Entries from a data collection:
● ● ● ● ●

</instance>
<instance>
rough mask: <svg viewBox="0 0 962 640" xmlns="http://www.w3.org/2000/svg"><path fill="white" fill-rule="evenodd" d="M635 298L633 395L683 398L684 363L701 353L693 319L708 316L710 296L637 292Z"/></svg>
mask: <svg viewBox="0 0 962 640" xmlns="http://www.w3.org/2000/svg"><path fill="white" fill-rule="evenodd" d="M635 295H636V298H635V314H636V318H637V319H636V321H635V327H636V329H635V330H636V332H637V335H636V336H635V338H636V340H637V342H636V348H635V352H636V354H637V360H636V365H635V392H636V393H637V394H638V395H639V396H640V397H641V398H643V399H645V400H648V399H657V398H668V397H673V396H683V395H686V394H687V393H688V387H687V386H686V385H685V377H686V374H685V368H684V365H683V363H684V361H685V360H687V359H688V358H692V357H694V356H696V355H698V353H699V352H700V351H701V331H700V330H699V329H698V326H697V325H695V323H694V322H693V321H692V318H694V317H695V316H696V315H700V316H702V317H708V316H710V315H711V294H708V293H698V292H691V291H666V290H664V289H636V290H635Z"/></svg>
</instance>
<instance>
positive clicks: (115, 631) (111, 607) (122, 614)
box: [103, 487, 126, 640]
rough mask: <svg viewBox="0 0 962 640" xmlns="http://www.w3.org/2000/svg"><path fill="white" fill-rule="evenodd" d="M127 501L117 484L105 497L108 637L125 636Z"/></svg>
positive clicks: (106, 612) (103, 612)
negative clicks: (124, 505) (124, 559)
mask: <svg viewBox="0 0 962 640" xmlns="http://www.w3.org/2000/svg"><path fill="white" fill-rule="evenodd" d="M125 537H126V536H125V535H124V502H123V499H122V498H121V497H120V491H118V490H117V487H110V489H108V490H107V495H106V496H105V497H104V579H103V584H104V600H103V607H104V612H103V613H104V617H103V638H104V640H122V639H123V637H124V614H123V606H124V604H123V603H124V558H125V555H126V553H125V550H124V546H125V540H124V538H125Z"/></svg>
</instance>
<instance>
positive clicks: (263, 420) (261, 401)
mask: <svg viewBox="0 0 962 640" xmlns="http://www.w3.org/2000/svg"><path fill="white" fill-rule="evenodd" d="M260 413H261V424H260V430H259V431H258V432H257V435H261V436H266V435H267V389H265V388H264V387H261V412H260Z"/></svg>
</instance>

● ● ● ● ●

→ Exercise: Please turn every line of the entries above into a Markdown table with the columns "No." and "Line", numbering the rows and skipping any blank lines.

→ Answer to this task:
| No. | Line |
|---|---|
| 1 | </instance> |
| 2 | <instance> |
| 3 | rough mask: <svg viewBox="0 0 962 640" xmlns="http://www.w3.org/2000/svg"><path fill="white" fill-rule="evenodd" d="M635 298L633 395L683 398L684 363L701 353L693 319L708 316L710 296L637 292Z"/></svg> |
| 4 | mask: <svg viewBox="0 0 962 640" xmlns="http://www.w3.org/2000/svg"><path fill="white" fill-rule="evenodd" d="M635 295H636V298H635V314H636V318H637V319H636V321H635V327H636V329H635V330H636V332H637V335H636V336H635V338H636V340H637V342H636V348H635V352H636V354H637V360H636V365H635V392H636V393H637V394H638V395H639V396H640V397H641V398H643V399H645V400H648V399H657V398H668V397H673V396H683V395H686V394H687V393H688V387H687V386H686V385H685V377H686V374H685V368H684V365H683V363H684V361H685V360H687V359H688V358H692V357H694V356H696V355H698V353H699V352H700V351H701V331H700V330H699V329H698V326H697V325H695V323H694V322H693V321H692V318H694V317H695V316H696V315H700V316H702V317H708V316H710V315H711V294H708V293H698V292H691V291H666V290H664V289H636V290H635Z"/></svg> |
| 5 | </instance> |
| 6 | <instance> |
| 7 | positive clicks: (115, 631) (111, 607) (122, 614) |
| 8 | box: [103, 487, 126, 640] |
| 9 | rough mask: <svg viewBox="0 0 962 640" xmlns="http://www.w3.org/2000/svg"><path fill="white" fill-rule="evenodd" d="M127 501L117 484L105 497L108 637L125 636Z"/></svg> |
| 10 | positive clicks: (106, 612) (103, 612) |
| 11 | negative clicks: (124, 505) (124, 559) |
| 12 | mask: <svg viewBox="0 0 962 640" xmlns="http://www.w3.org/2000/svg"><path fill="white" fill-rule="evenodd" d="M125 537H126V536H125V535H124V502H123V499H122V498H121V497H120V491H118V490H117V487H110V489H108V490H107V495H106V496H105V497H104V579H103V584H104V600H103V607H104V612H103V613H104V617H103V638H104V640H122V639H123V637H124V614H123V606H124V604H123V603H124V558H125V555H126V553H125V550H124V546H125V540H124V538H125Z"/></svg> |
| 13 | </instance> |
| 14 | <instance> |
| 15 | positive clicks: (263, 420) (261, 401) |
| 16 | mask: <svg viewBox="0 0 962 640" xmlns="http://www.w3.org/2000/svg"><path fill="white" fill-rule="evenodd" d="M260 413H261V424H260V430H259V431H258V432H257V435H261V436H266V435H267V389H265V388H264V387H261V412H260Z"/></svg> |
| 17 | </instance> |